**Tasks and exercises:**
[1] Name every hardware company mentioned in the Z3 forum thread.
[2] Continue the Z3 forum thread from the point where it stops.

**Text excerpt:**
----------

Z3 re-visited

Discussion in 'General 3D Technology' started by Reverend, Mar 14, 2003.

  1. Reverend

    Banned

    Joined:
    Jan 31, 2002
    Messages:
    3,266
    Likes Received:
    24
    Okay, so I was wrong about expecting this to be implemented in the NV30.

    Will we likely see this in the next-gen-hardware AA algo from various IHVs? How expensive can this be in terms of gates?
     
  2. Ailuros

    Ailuros Epsilon plus three
    Legend Subscriber

    Joined:
    Feb 7, 2002
    Messages:
    9,420
    Likes Received:
    179
    Location:
    Chania
    Rev,

    Dumb question: why Z3 (or a similar algorithm) and not a Fragment AA algorithm instead (or even a combination of both with modifications - like SA had mentioned once)?
     
  3. Arun

    Arun Unknown.
    Moderator Legend Veteran

    Joined:
    Aug 28, 2002
    Messages:
    5,023
    Likes Received:
    299
    Location:
    UK
    Don't worry about being wrong on it being implemented on the NV30.

    I supposed the NV30 would support Wu Antialiasing, combined with traditional antialiasing, to determine, based on analyctical coverage, whether a nearby subpixel should be filled / not filled, even if the traditional algorithm says the opposite.
    So, there's no Z problem, nothing. It probably got few disadvantage - beside the high transistor count required ( I suppose - maybe there could be miraculous solutions to make it cheap, but it's unlikely )

    It could, if implemented properly, give quality as high as the optimal sampling pattern for each pixel. So, it's like if you had dynamic sampling patterns, even though they're really ordered.


    Back on topic...
    Z3 is IMO a very nice algorithm, but in worst-case scenarios it ain't that great. The problem may be that companies like nVidia & ATI like to derive workstation products from their standard products, and Z3 disadvantages are "out of question" for a film studio.
    And retrieving Z3 from an architecture would be a fairly substantial modification.

    nVidia is very fond of their workstation strategy: They think that since it's developped on fundamentally the same architecture, it also means it's optimized for that architecture. Which gives them a performance advantage...

    So, you'd have to implement both a Z3 & Traditional path. It's wasted silicon, so I fear GPUs truly supporting Z3 might be quite rare, even in the future.


    Uttar
     
  4. 3dcgi

    Veteran Subscriber

    Joined:
    Feb 7, 2002
    Messages:
    2,435
    Likes Received:
    263
    I don't expect we'll ever see Z3 exactly in hardware, but something similar is possible. As Ailuros mentioned we could see a combination of FAA and Z3. Because both are based on coverage masks the fundamental pipelines are similar. I don't think Matrox has the stomach to risk it anymore and I think the disadvantages will keep Ati away. I think Ati is generally happy with the combination of MSAA and compression. Nvidia, I'm not so sure of. Maybe 3dlabs could modify superscene for a gaming chip where true 16x quality isn't necessary for micro-polygons.

----------

**Listing:**
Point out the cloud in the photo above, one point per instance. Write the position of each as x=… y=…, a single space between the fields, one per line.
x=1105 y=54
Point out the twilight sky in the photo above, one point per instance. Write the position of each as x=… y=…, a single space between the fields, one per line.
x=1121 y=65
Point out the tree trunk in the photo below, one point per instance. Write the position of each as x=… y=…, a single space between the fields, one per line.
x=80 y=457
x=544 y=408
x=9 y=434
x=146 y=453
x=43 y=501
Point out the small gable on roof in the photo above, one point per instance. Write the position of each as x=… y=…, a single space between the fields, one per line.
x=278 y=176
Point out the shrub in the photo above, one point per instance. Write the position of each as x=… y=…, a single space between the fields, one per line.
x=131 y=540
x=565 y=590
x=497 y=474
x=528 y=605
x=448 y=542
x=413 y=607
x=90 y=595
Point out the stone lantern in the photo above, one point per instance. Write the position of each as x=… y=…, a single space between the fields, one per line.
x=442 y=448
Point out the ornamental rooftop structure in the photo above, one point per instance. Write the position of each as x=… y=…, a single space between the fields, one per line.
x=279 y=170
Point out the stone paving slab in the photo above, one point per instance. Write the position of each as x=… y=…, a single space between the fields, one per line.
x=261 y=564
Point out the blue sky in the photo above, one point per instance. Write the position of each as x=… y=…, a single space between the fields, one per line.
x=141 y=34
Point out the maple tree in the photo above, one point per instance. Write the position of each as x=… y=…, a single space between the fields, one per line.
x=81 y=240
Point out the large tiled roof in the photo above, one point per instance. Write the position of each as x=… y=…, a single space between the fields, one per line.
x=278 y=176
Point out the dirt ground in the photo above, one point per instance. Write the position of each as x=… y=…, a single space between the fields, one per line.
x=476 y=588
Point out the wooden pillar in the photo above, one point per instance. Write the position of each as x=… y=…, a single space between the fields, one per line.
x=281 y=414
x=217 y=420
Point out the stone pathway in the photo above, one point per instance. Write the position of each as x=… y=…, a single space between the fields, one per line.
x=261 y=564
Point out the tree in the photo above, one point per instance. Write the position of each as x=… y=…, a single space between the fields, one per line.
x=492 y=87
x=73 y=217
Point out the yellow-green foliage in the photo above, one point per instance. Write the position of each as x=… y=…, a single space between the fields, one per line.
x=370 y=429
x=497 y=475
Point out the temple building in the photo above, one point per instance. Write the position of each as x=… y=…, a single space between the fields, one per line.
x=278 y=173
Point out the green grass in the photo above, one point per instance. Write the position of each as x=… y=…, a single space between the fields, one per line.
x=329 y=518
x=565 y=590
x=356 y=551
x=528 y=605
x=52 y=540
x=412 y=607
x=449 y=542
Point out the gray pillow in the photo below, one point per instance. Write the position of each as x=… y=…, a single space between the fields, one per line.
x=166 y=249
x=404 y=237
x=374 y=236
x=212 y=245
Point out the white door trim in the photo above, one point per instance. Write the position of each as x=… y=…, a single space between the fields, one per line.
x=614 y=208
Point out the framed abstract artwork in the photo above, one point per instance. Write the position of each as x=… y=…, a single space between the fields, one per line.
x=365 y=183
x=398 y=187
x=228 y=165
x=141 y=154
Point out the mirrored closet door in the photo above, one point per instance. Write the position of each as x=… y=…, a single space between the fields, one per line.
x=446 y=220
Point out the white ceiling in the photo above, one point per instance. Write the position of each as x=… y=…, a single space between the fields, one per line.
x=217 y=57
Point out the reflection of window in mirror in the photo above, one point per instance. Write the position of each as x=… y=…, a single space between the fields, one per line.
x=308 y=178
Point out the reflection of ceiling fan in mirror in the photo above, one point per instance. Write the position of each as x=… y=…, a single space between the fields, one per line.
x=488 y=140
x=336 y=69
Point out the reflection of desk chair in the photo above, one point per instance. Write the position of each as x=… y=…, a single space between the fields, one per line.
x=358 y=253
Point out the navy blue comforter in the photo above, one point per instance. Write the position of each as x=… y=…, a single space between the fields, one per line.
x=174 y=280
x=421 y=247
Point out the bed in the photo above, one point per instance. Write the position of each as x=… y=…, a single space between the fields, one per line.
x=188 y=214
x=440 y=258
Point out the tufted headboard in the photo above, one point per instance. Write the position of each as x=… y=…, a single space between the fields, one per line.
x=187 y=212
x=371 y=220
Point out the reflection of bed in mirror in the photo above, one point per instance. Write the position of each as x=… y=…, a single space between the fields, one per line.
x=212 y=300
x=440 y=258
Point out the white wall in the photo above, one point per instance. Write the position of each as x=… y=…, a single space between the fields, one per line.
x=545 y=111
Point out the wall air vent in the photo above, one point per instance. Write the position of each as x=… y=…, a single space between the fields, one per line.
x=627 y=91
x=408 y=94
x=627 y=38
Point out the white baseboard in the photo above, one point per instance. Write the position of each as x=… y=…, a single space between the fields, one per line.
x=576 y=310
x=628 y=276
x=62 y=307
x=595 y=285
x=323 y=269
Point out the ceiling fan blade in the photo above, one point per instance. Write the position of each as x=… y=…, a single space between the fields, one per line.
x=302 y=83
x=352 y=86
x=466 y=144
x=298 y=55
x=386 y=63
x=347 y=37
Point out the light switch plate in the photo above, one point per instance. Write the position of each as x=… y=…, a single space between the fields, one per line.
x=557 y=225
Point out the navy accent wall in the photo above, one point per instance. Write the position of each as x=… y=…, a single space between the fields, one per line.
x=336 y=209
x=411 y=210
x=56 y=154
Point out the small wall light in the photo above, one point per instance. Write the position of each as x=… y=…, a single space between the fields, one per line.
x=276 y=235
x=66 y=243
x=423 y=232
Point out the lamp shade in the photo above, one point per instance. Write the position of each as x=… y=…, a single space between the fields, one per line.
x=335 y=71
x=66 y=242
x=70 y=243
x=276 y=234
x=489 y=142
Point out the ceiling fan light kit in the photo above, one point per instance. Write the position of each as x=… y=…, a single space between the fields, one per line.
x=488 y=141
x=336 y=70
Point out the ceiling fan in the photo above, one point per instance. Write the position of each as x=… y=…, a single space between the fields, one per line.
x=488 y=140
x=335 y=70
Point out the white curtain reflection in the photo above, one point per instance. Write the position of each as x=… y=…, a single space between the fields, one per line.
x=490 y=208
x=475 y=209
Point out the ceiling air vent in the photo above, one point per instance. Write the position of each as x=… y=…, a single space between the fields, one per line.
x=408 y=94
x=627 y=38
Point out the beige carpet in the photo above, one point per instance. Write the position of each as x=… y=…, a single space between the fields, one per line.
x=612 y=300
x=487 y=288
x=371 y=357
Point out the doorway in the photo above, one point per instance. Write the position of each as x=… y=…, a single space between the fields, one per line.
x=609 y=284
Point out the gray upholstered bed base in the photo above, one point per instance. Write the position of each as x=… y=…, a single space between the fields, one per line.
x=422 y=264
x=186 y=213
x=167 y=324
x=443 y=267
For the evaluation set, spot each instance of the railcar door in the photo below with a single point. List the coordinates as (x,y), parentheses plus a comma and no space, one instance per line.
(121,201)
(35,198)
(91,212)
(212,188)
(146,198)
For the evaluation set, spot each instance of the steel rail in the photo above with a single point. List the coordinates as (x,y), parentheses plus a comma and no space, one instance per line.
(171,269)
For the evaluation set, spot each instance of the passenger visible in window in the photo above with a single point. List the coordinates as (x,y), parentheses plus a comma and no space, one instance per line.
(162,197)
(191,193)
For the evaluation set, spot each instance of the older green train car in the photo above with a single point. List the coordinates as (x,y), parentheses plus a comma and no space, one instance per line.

----------

**Responses:**
[1] nVidia, ATI, Matrox, 3dlabs

[2]
    Frankly I think Z3 has some flaws that weren't found yet because they didn't run enough tests, but I don't have any proof of that. Less flaws than FAA had however.

    As far as the gate cost goes its not too bad. There is some extra logic above the requirements for MSAA. Man power/design time is the main issue there. The main gate cost will come in regards to the data structure. i.e. Is a separate cache needed.
     
  5. SA

    SA
    Newcomer

    Joined:
    Feb 9, 2002
    Messages:
    100
    Likes Received:
    2
    There are better algorithms than Z3 for hardware AA that solve the same problems. I prefer to think of Z3 as an approach to AA that involves using sorted fragment AA with bit masks and an upper limit on the mask depth. As to when these will actually be available in hardware, well that's another issue.
     
  6. psurge

    Regular

    Joined:
    Feb 6, 2002
    Messages:
    939
    Likes Received:
    35
    Location:
    LA, California
    SA: care to provide a link or two for these better algorithms (if they are public that is)?

    Regards,
    Serge
     
  7. 3dcgi

    Veteran Subscriber

    Joined:
    Feb 7, 2002
    Messages:
    2,435
    Likes Received:
    263
    What's everyones opinion on the need for sort independent transparency? Obviously this is a Z3 feature, but the same quality antialiasing can be done without supporting this feature. I couldn't find the paper, but Nvidia has developed a method called depth peeling that does sort-independent transparency with current cards.
     
  8. demalion

    Veteran

    Joined:
    Feb 7, 2002
    Messages:
    2,024
    Likes Received:
    1
    Location:
    CT
    What about an AA FIFO buffer...except storing sample state instead of shader state? Recalling some of my speculations from the R400 guessing thread regarding occlusion culling, it seems to me now that proportional area weighting could be stored as part of the data in this buffer. The sample count would not be based on position, but on primitive association, and would vary for overdraw...I think as few as 4 discrete values could serve if exposure area sorting allowed samples to be displaced, though the trade off of overdraw error versus index (z buffer) checking for this rejection might call for as few as 2.. Hmm...actually, I think some of the things I was thinking of in that thread about the implications of the occlussion culling calculations and a unified shader model facilitate this when this type of buffer is considered. Seems this is a natural fit for an architecture with something like the F Buffer already being considered.

    In any case, by tracking things like:

    x0 intersection : x value of intersection with "top"
    y0 intersection : y value of intersection with "left"
    x1 intersection : x value of intersection with "bottom"
    y1 intersection : y value of intersection with "right"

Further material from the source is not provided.